### Page

Just a thought, could concepts possibly be jammed into contracts?

void Foo(T)(T t)
in
{
    static assert(IsIterator!(T));
}
body
{

}

How IsIterator is defined is another matter.  Perhaps a compile-time 
function:

bool IsIterator(T)()
{
	if (T contains opEquals)
	{
		return true;
	}
	ect...
}

Something like that.  Probably would need some more thought to be a 
complete solution.

-Joel
April 08, 2007
Re: concepts and interfaces
janderson wrote:
> janderson wrote:
>> Martin Hinsch wrote:
>>> Inspired by this video (linked by an earlier post, and very
>>> interesting; I really hope that D will get something similar)
>>>
>>> http://video.google.com/videoplay?docid=-1790714981047186825&hl=en
>>>
>>> I started to think about the relation of concepts and interfaces.
>>> In a way both serve very similar purposes, namely supporting
>>> polymorphism. The major difference is of course that one is used at
>>> compile time and the other one at run-time. Still, in the end both
>>> are just a way to describe the constraints which have to be fulfilled
>>> by a type in order to be usable in a specific generic way.
>>> Interestingly the syntactic differences are nevertheless
>>> considerable. My main point in this post is that this is mainly for
>>> historical reasons and that it might be beneficial to think about
>>> making interfaces and concepts more similar to each other.
>>>
>>> Some more specific thoughts:
>>>
>>> - why does conformance to an interface have to be specified
>>> explicitly (as in class C implements interface I)? Why not do
>>> post-hoc checking as with concepts/templates?
>>> Using an object via an interface implies two things - the compiler
>>> has to check whether the objects class actually implements all
>>> methods required by the interface and the object reference has to be
>>> manipulated in such a way that when using it when assigned to an
>>> interface reference the right method calls are done. If we assume
>>> that all casts from an object to an interface reference are visible
>>> at compile time both of these could be done *at the point of the
>>> cast* (equivalent to the way type checking is done for template
>>> instantiation).

######

The problem
Print the part of the post on concepts and interfaces starting with "bool IsIterator(T)()" and going on through "complete solution.". The material that comes next has no connection to the post on concepts and interfaces.

### Dataset

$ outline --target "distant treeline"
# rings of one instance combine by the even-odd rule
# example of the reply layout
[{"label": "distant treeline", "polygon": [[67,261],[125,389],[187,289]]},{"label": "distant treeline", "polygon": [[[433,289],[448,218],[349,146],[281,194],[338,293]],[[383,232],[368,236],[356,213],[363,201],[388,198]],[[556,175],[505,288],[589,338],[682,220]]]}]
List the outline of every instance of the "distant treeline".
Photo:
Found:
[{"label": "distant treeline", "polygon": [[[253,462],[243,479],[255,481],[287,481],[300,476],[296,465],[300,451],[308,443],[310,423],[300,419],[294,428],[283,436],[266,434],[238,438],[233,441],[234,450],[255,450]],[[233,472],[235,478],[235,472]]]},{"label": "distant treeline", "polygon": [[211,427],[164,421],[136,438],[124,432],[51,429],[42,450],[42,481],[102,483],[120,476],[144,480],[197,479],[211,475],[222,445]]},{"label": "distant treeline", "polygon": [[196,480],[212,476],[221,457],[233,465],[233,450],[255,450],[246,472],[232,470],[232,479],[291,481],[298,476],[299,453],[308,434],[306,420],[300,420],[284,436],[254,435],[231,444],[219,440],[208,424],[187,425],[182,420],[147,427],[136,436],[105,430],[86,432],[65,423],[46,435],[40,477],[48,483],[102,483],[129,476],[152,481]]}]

######

Correct answer
bool IsIterator(T)()
{
	if (T contains opEquals)
	{
		return true;
	}
	ect...
}

Something like that.  Probably would need some more thought to be a 
complete solution.